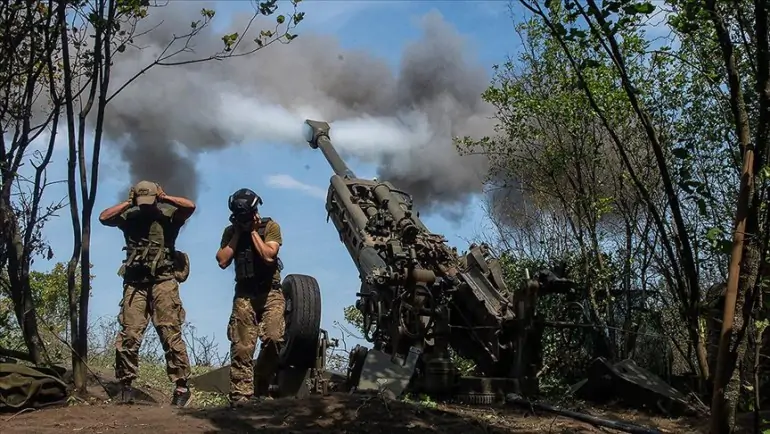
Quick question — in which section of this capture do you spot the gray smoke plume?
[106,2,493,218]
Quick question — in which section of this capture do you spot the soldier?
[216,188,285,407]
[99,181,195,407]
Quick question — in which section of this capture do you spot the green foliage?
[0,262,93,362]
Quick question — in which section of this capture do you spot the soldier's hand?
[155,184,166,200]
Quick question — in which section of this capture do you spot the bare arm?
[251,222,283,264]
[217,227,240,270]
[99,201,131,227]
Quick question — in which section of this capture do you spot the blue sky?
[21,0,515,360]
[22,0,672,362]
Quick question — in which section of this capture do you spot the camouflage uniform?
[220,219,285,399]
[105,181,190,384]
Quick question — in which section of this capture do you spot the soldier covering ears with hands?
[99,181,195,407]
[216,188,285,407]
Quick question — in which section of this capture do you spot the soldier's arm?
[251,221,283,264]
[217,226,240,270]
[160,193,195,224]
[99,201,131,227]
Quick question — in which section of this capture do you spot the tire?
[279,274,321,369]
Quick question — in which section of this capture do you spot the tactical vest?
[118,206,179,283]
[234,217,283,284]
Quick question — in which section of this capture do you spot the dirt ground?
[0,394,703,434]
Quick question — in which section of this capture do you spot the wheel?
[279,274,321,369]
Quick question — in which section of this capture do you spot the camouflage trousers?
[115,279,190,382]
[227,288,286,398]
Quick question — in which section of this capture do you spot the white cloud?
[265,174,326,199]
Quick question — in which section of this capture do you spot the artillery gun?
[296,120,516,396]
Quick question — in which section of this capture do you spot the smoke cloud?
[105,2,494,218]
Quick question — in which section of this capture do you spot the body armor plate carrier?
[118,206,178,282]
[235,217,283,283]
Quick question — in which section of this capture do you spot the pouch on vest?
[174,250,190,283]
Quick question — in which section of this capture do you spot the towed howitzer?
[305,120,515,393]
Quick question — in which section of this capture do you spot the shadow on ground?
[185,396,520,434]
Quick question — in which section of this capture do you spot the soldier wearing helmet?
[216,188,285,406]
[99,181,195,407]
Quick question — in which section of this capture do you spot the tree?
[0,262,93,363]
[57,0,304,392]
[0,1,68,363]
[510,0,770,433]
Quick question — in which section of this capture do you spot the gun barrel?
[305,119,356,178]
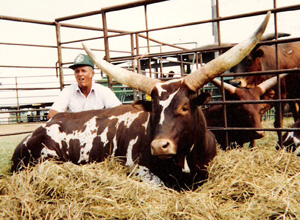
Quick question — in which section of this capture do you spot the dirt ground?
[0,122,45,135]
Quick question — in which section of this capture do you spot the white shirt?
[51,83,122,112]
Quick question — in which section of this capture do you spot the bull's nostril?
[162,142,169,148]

** Short exercise **
Copy out the lines word for word, everything from the very start down to the line containing "[234,217,283,284]", both ends included. Leave the pictures out.

** Response below **
Quick question — in which section of this capture do you spot the gray smoke plume?
[106,2,493,218]
Quick question — in which section of this capture do you spot the soldier?
[216,188,285,407]
[99,181,195,407]
Quick question — in which section of this capture do you spot the green foliage?
[0,262,93,362]
Quick question — in which section of this capture do you spot the soldier's hand?
[155,184,166,200]
Quick question — in which section of this capture do you spot the bare arm?
[251,222,283,264]
[217,227,240,270]
[99,201,131,227]
Quick question — in which section of this capture do you spot the blue sky?
[21,0,515,360]
[22,0,672,362]
Quick question — in which section of this capture do you spot the camouflage uniform?
[220,219,285,399]
[105,181,190,384]
Quick question — in which section of this capture do you spot the soldier covering ears with hands?
[99,181,195,407]
[216,188,285,407]
Quick question — in which section of this capture do you spot the soldier's arm?
[251,221,283,264]
[217,226,240,270]
[160,193,195,224]
[99,201,131,227]
Quick question — in which section of this capture do you spot the tire?
[279,274,321,369]
Quick question — in which section of this capture do you spot the tactical vest?
[118,206,179,283]
[234,217,283,284]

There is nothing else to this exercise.